Could you return every line of the records below that contains the word "eyebrow"?

== Exercise inputs ==
***

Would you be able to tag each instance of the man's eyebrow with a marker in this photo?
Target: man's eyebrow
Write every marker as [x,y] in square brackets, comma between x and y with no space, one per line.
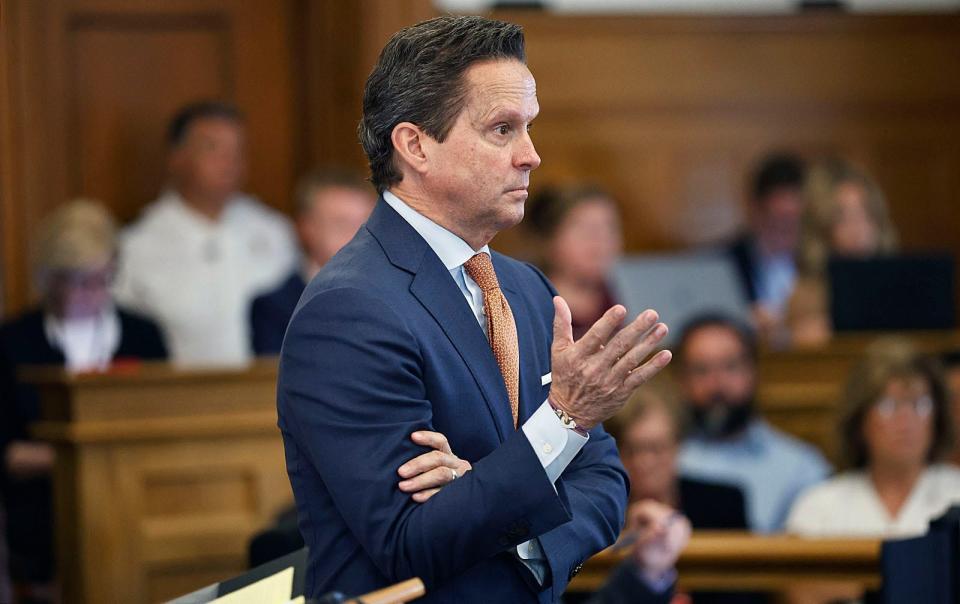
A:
[504,114]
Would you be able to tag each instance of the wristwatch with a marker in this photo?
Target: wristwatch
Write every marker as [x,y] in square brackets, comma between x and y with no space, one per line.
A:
[567,420]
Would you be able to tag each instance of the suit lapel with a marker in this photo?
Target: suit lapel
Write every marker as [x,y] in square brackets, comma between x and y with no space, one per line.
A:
[439,294]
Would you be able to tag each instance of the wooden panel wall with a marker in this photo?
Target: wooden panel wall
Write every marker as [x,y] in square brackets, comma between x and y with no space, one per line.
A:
[671,113]
[87,87]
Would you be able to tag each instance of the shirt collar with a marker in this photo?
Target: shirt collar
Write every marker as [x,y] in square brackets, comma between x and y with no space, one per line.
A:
[452,250]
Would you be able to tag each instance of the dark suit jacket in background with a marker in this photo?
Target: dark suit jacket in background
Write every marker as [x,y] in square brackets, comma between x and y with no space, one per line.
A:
[707,505]
[383,344]
[743,252]
[270,314]
[23,342]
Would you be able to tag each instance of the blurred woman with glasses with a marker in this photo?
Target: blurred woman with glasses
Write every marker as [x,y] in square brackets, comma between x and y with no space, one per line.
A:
[77,326]
[895,431]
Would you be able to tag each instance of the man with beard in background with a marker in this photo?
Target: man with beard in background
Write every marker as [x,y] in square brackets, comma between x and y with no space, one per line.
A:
[729,442]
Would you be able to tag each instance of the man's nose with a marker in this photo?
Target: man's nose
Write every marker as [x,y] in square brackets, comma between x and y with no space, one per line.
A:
[527,157]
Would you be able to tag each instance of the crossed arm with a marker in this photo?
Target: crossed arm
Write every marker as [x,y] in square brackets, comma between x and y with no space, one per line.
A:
[347,332]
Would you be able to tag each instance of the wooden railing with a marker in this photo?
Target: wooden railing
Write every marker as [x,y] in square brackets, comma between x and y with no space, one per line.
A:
[736,561]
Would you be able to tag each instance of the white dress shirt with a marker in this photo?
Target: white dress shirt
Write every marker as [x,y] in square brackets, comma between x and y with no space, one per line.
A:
[848,506]
[87,344]
[554,444]
[197,277]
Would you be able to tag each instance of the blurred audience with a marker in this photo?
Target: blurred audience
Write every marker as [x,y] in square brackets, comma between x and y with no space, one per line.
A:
[200,253]
[895,430]
[766,255]
[657,534]
[79,327]
[332,205]
[846,216]
[579,239]
[649,431]
[951,365]
[716,365]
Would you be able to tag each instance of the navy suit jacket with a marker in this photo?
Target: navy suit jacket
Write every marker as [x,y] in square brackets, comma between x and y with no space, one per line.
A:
[383,344]
[270,314]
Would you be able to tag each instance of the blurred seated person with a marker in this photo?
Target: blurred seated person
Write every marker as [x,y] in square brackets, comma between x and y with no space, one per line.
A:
[649,431]
[951,365]
[766,254]
[658,534]
[77,326]
[332,205]
[895,430]
[198,256]
[846,216]
[579,239]
[716,368]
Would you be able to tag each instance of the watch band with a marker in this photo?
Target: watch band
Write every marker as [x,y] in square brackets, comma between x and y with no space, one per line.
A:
[567,420]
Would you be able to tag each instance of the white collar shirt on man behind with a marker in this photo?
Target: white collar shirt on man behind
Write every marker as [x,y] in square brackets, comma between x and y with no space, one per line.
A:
[771,468]
[87,344]
[197,277]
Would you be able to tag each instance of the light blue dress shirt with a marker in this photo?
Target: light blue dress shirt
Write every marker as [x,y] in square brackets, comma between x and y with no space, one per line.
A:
[554,444]
[770,467]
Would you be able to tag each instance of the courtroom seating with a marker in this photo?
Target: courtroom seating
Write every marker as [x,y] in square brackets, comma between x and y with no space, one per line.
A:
[924,569]
[296,560]
[280,539]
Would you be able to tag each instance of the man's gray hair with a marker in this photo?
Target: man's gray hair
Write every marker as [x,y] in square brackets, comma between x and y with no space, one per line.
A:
[419,79]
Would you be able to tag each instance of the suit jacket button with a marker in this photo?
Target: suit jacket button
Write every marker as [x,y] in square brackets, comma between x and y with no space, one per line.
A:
[576,570]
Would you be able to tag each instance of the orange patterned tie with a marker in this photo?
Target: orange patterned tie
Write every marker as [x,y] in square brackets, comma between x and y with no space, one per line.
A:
[501,329]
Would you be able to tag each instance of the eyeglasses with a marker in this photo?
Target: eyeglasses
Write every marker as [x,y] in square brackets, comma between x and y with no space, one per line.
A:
[729,366]
[921,407]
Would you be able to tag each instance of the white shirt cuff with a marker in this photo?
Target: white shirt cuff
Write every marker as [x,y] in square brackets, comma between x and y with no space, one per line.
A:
[555,444]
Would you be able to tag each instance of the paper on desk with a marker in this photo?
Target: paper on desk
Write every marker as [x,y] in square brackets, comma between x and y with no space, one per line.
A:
[275,589]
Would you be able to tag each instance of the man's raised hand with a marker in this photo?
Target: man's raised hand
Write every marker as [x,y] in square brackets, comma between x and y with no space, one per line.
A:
[594,376]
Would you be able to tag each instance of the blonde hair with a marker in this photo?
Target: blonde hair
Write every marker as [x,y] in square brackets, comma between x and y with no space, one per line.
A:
[820,214]
[659,394]
[888,359]
[79,235]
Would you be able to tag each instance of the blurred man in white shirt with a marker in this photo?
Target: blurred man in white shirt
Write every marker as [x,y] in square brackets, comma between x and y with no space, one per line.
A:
[200,253]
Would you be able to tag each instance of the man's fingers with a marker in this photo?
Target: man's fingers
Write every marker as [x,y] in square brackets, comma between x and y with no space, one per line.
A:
[434,440]
[601,331]
[562,323]
[627,338]
[646,345]
[424,495]
[435,478]
[425,463]
[644,372]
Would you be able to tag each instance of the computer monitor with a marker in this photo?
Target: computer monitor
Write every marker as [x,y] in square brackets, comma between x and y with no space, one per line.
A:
[904,292]
[680,287]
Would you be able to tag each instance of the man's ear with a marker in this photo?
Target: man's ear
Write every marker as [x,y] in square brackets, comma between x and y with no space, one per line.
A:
[407,139]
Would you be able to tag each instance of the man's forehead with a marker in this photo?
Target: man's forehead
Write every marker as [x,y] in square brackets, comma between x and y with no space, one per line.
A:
[500,82]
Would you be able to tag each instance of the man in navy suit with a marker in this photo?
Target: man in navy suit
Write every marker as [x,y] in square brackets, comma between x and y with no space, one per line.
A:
[438,419]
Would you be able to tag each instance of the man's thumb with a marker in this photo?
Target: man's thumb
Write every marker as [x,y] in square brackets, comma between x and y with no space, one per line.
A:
[562,323]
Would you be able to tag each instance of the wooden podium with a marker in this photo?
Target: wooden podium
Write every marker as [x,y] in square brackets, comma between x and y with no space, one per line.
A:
[162,475]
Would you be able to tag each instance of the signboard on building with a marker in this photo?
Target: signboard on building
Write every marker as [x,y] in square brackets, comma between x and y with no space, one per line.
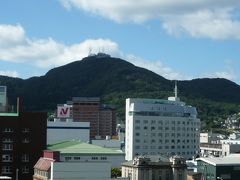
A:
[63,112]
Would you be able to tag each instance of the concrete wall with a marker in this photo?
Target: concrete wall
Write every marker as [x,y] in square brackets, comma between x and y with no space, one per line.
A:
[81,170]
[65,131]
[114,160]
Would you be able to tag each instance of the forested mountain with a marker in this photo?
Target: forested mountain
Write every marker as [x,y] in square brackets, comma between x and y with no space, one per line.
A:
[114,80]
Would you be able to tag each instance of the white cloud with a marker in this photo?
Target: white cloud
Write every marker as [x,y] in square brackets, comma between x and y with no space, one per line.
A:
[199,18]
[9,73]
[47,53]
[157,67]
[213,24]
[227,73]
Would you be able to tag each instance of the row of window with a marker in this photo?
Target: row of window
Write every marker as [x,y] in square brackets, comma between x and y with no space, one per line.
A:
[10,130]
[191,135]
[167,141]
[9,170]
[9,158]
[69,158]
[167,153]
[167,122]
[9,146]
[165,147]
[166,128]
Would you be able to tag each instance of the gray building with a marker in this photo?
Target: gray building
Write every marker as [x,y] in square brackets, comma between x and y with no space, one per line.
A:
[155,168]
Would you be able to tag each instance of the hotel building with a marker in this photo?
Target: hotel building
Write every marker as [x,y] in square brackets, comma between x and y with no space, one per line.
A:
[161,127]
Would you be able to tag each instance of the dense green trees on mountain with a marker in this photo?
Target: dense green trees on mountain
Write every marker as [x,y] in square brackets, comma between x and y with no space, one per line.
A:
[114,80]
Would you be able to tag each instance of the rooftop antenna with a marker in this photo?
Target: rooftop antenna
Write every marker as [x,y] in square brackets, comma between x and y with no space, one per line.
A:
[175,90]
[89,51]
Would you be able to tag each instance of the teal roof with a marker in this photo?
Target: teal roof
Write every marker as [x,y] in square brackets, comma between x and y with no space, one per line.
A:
[8,114]
[76,147]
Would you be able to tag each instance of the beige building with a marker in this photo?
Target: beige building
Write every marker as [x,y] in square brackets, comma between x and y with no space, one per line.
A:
[102,118]
[155,168]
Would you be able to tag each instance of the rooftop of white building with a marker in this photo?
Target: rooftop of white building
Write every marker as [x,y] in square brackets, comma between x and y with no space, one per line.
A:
[222,161]
[78,147]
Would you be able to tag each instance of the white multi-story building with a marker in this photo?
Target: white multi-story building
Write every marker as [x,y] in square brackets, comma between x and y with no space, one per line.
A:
[161,127]
[3,98]
[58,131]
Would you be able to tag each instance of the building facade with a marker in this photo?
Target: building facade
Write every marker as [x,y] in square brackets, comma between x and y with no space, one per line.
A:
[161,127]
[22,138]
[155,168]
[50,167]
[219,168]
[102,118]
[3,98]
[75,151]
[58,131]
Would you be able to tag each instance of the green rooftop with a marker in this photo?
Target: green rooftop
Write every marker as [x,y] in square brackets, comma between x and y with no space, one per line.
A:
[77,147]
[9,114]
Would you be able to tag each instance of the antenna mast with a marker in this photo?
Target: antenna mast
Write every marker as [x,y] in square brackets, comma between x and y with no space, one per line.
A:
[175,90]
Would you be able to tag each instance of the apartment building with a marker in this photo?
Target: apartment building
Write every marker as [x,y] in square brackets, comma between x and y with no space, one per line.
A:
[155,167]
[161,127]
[3,98]
[102,118]
[22,138]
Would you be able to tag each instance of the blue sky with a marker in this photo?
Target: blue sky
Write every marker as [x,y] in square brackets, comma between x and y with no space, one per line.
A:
[177,39]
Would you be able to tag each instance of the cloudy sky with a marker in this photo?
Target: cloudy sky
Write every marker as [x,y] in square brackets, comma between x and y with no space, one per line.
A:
[178,39]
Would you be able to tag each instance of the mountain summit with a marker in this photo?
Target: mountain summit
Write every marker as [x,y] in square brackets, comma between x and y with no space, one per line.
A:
[114,80]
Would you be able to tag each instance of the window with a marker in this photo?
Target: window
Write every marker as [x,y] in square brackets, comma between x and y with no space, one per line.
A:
[137,121]
[25,140]
[137,147]
[7,140]
[25,158]
[153,121]
[6,170]
[8,130]
[25,169]
[94,158]
[77,158]
[103,158]
[7,158]
[7,147]
[25,130]
[68,158]
[137,127]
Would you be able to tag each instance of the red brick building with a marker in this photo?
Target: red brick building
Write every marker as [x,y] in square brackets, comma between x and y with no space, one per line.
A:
[22,139]
[102,118]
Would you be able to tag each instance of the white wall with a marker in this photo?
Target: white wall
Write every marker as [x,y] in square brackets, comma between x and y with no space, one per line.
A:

***

== Solution for this task ==
Would you be able to tag each instance of the man's eyebrow with a marker in this photo?
Target: man's eyebrow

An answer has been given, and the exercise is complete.